(Extract Opens)

The Regulator of Social Housing has published its 2021 Global Accounts today (14 December 2021), a financial overview of the social housing sector for the year ending 31 March 2021.
The report shows that the sector demonstrated a resilient financial performance in the face of testing economic and operating circumstances.
The first part of the year saw the direct impact of the pandemic including lockdowns and the closure of construction sites which resulted in delays to capital investment programmes and a fall in investment in new supply by 20%.
Some major repair programmes were also affected.
However, expenditure on routine repairs was maintained over the year.
Other highlights included the following:
- Despite the challenges, providers’ underlying surplus in the year fell only slightly from £2.7bn to £2.6bn.
- The impact of rent increases returning to CPI +1% from April 2020 was offset by lower sales of properties held for rent and an increase in net finance costs.
- There was limited movement in arrears.
- The housing market remained strong despite closing for a period and income from first tranche shared ownership sales and outright market sales stayed at the same level as 2019/20 at about £0.5bn.
The robust financial performance in the year was backed up by strong liquidity and investor confidence.
The sector agreed the highest level of new facilities recorded in a single year at £15.1bn, and drawn debt increased to £86.3bn.
The sector remains committed to future growth, with capital commitments of £38.7bn (a 5% increase on 2020).
This commitment is reflected in providers’ financial forecasts which show planned increases in investment in energy efficiency and building safety as well as catch-up spend on major repairs.
Fiona MacGregor, Chief Executive of RSH said:
“Despite strong headwinds, housing associations and other private social housing providers responded well during 2020/21 to maintain their financial resilience, attract investment and continue to deliver essential services.
The continuing uncertainty of the pandemic coupled with wider macroeconomic and operational challenges mean providers must maintain their focus on delivering their core purpose and communicating effectively with stakeholders.
It is vitally important that boards and executives manage risks effectively to ensure their continued financial viability and so protect tenants’ homes.”

(Extract Closes)
(Material provided Opens)

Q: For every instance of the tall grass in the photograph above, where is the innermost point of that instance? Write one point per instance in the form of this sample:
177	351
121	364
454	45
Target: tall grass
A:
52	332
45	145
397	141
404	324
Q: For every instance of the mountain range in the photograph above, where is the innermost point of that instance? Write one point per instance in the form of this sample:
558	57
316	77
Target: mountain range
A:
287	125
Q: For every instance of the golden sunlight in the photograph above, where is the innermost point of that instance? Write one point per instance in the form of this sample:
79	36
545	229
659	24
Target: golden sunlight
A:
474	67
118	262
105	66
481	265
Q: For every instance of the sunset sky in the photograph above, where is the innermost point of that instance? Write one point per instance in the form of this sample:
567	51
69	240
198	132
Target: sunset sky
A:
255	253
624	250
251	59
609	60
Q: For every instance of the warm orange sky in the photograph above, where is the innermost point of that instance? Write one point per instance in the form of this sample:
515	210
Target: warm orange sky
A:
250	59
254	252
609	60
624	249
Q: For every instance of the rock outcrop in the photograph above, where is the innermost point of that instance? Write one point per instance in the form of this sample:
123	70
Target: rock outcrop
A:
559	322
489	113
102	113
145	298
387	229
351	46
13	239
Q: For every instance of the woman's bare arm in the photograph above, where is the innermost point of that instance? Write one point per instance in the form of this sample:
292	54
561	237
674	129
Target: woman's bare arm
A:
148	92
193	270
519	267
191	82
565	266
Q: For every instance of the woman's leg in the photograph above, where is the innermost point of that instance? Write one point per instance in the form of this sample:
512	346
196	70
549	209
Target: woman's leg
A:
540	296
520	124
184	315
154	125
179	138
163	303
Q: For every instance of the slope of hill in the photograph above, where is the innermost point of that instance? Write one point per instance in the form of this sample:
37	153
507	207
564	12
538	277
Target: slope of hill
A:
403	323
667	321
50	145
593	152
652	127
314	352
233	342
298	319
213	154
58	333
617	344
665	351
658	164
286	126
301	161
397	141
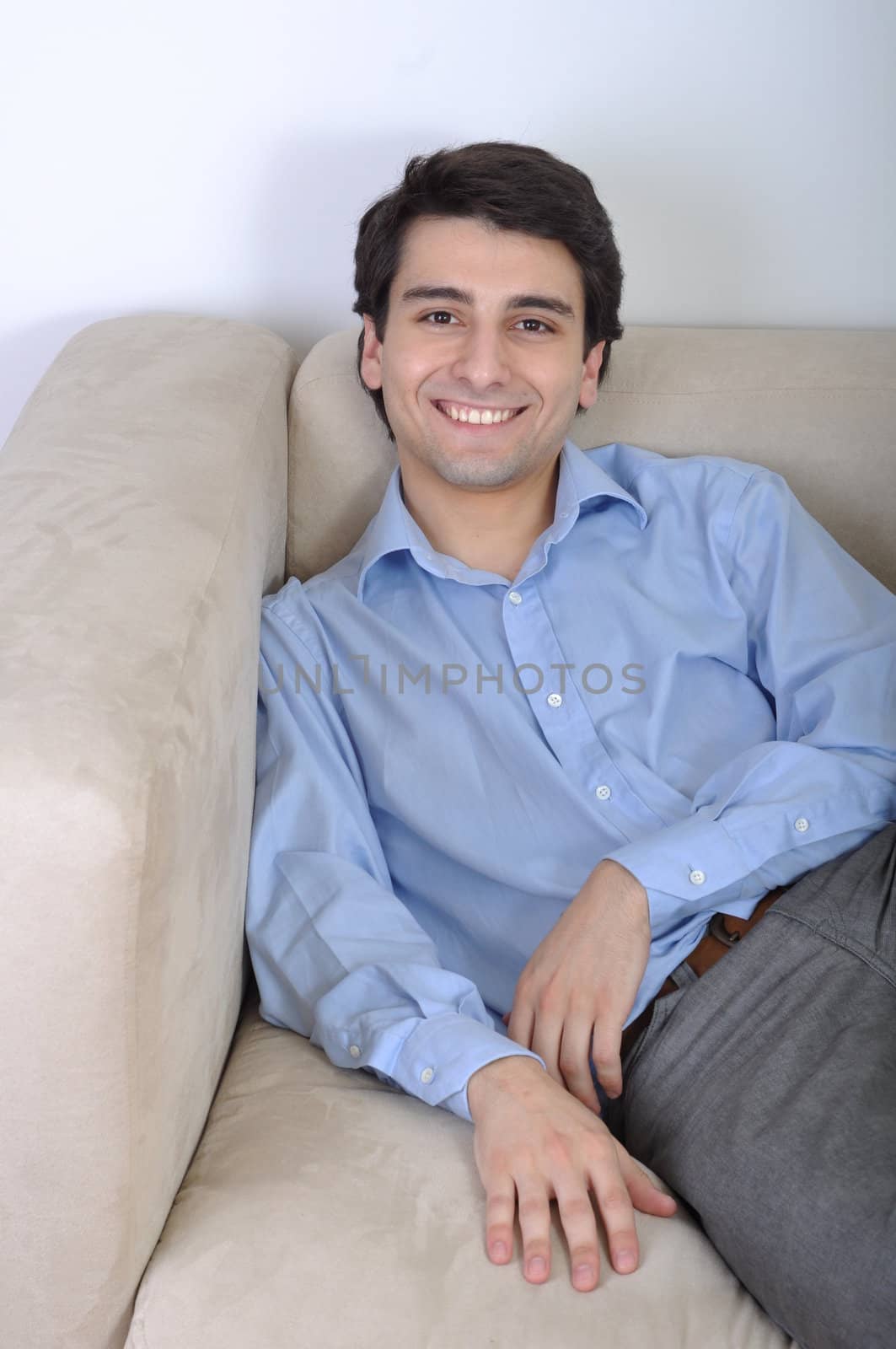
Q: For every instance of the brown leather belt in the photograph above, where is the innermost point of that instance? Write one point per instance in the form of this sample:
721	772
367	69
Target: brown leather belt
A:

(Material provided Closes)

What you are asked to do -
Answer from the Global Accounts announcement:
(a) By what percentage did investment in new supply fall?
(b) What total of new facilities did the sector agree in the year?
(c) Who is named as Chief Executive of RSH?

Response for this exercise -
(a) 20%
(b) £15.1bn
(c) Fiona MacGregor